- **Data shown**:
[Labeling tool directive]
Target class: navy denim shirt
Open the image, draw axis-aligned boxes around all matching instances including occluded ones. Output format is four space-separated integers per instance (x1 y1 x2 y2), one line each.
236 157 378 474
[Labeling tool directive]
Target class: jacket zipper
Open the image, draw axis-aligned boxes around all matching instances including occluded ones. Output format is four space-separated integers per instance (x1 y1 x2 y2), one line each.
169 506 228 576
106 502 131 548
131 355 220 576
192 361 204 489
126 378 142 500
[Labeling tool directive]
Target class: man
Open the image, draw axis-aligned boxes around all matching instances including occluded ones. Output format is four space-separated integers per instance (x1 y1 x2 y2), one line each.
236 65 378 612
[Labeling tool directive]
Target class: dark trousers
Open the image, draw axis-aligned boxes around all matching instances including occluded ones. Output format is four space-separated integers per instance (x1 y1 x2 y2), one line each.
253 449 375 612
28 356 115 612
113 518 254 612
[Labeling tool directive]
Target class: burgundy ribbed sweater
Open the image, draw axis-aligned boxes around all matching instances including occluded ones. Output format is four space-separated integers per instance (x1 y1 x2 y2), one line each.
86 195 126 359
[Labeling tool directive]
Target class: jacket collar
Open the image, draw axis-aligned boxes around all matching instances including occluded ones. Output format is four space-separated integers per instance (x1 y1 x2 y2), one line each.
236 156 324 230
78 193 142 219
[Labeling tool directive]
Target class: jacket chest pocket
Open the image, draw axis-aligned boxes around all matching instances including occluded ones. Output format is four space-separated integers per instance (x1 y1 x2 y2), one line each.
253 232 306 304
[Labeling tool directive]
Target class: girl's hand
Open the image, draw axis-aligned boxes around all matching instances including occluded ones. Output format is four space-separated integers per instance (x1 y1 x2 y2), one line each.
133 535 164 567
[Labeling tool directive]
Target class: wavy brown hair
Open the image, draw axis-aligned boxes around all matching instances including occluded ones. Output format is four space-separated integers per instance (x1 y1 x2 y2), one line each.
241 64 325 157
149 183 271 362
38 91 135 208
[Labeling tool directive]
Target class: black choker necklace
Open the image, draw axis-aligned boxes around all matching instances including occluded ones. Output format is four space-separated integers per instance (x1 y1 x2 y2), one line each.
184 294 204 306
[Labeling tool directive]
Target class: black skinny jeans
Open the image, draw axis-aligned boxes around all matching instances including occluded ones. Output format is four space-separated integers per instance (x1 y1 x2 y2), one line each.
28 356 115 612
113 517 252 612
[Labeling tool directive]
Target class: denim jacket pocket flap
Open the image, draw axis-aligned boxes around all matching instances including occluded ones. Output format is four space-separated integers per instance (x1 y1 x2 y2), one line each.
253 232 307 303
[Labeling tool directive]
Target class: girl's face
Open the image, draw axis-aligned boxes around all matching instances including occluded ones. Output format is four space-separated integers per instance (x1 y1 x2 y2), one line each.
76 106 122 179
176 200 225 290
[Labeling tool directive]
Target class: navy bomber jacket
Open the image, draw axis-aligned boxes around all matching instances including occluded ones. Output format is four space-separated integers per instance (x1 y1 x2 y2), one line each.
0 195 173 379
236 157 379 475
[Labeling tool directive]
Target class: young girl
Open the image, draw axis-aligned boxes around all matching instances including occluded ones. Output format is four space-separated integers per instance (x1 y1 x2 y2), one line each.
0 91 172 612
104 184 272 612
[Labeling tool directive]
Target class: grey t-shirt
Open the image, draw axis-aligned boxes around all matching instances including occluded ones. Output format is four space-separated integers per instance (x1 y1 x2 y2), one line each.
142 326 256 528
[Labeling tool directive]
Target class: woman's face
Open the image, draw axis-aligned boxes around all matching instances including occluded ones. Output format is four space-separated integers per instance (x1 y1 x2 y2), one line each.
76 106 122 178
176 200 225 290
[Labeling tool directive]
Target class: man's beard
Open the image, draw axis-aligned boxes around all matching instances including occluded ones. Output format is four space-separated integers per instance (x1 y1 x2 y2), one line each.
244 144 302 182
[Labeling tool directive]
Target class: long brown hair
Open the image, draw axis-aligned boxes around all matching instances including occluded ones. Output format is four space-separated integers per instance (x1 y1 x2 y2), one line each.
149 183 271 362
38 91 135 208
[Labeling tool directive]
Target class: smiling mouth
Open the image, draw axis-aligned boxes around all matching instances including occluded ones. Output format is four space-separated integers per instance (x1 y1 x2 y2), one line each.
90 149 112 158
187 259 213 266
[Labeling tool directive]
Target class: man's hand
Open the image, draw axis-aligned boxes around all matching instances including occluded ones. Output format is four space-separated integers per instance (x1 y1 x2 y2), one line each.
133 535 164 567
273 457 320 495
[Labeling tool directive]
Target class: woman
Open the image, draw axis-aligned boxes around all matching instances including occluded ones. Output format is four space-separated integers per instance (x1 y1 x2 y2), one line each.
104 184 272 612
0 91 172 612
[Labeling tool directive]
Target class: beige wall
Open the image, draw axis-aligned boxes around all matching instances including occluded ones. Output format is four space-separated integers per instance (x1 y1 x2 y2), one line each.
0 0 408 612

- **Short task**:
Show each line of the material above that contains the string "shirt", matching uppercase and lowercase exactly.

- **Task response**:
Target class: navy denim shirt
Target class: grey t-shirt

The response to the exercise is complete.